● **EXERCISE DESCRIPTION**
Rewrite all of the items below, swapping every occurrence of "even-odd rule" for "odd-even rule" and leaving everything else untouched.

--- start of DATA IN THIS EXERCISE ---

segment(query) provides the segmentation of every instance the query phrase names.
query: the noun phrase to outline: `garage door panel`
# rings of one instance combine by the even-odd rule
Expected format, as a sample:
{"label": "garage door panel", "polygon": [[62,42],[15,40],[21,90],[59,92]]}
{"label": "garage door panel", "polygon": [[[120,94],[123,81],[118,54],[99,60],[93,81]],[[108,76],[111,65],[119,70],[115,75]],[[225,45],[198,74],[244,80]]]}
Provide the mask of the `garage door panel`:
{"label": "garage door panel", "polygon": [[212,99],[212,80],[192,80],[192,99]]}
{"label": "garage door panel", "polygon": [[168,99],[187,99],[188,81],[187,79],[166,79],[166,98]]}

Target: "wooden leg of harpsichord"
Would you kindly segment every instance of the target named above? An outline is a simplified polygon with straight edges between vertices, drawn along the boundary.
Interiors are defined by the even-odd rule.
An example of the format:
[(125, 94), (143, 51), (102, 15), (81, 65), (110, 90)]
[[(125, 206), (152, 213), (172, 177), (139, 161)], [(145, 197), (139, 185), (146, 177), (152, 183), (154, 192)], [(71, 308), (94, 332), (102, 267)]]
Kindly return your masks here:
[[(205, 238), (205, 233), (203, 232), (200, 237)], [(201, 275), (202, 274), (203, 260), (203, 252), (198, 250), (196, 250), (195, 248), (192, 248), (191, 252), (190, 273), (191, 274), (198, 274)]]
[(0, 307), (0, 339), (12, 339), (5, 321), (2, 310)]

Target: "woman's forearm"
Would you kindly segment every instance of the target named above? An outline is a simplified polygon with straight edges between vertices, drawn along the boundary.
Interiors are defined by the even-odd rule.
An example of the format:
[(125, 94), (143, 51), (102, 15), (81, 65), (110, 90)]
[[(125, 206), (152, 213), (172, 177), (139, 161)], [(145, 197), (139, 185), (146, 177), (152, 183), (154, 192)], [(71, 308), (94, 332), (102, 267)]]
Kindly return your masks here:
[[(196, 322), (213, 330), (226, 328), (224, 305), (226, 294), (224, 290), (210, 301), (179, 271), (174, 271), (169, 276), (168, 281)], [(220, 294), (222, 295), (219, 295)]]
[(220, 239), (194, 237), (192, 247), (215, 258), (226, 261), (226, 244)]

--- end of DATA IN THIS EXERCISE ---

● **THE REPLY**
segment(query) provides the segmentation of every instance the query phrase names.
query: the noun phrase to outline: `garage door panel`
# rings of one instance combine by the odd-even rule
Expected format, as a sample:
{"label": "garage door panel", "polygon": [[62,42],[15,40],[21,90],[59,92]]}
{"label": "garage door panel", "polygon": [[[120,94],[123,81],[118,54],[99,60],[93,81]],[[108,76],[111,65],[119,70],[115,75]],[[225,45],[198,74],[244,80]]]}
Provide the mask of the `garage door panel`:
{"label": "garage door panel", "polygon": [[212,99],[212,80],[192,80],[192,99]]}
{"label": "garage door panel", "polygon": [[168,99],[187,99],[188,81],[187,79],[166,79],[166,98]]}

Target: "wooden leg of harpsichord"
Would you kindly segment every instance of the target named above? An outline is a simplified polygon with straight edges between vertices, drawn along the boundary.
Interiors are defined by the odd-even rule.
An example of the format:
[(125, 94), (143, 51), (102, 15), (81, 65), (110, 90)]
[[(125, 206), (152, 213), (172, 177), (139, 161)], [(145, 197), (139, 185), (146, 177), (152, 183), (154, 192)], [(71, 308), (94, 332), (102, 267)]]
Kindly return your masks here:
[[(205, 238), (205, 233), (203, 232), (200, 237)], [(201, 275), (202, 274), (203, 260), (203, 252), (198, 250), (196, 250), (195, 248), (192, 248), (191, 252), (190, 273), (191, 274), (198, 274)]]
[(0, 307), (0, 339), (12, 339), (5, 321), (2, 310)]

Target: "woman's forearm"
Would you kindly segment every instance of the target named above? An outline is a simplified polygon with straight edges between vertices, drawn along the boundary.
Interiors are defined by the odd-even rule.
An example of the format:
[(125, 94), (143, 51), (102, 15), (81, 65), (110, 90)]
[[(125, 206), (152, 213), (172, 177), (139, 161)], [(145, 197), (139, 185), (146, 177), (152, 183), (154, 192)], [(71, 308), (94, 332), (102, 267)]]
Kindly return your masks here:
[[(196, 322), (213, 330), (226, 328), (224, 305), (226, 294), (224, 290), (210, 301), (179, 271), (174, 271), (169, 276), (168, 281)], [(220, 294), (222, 295), (219, 295)]]
[(220, 239), (194, 237), (192, 247), (215, 258), (226, 261), (226, 244)]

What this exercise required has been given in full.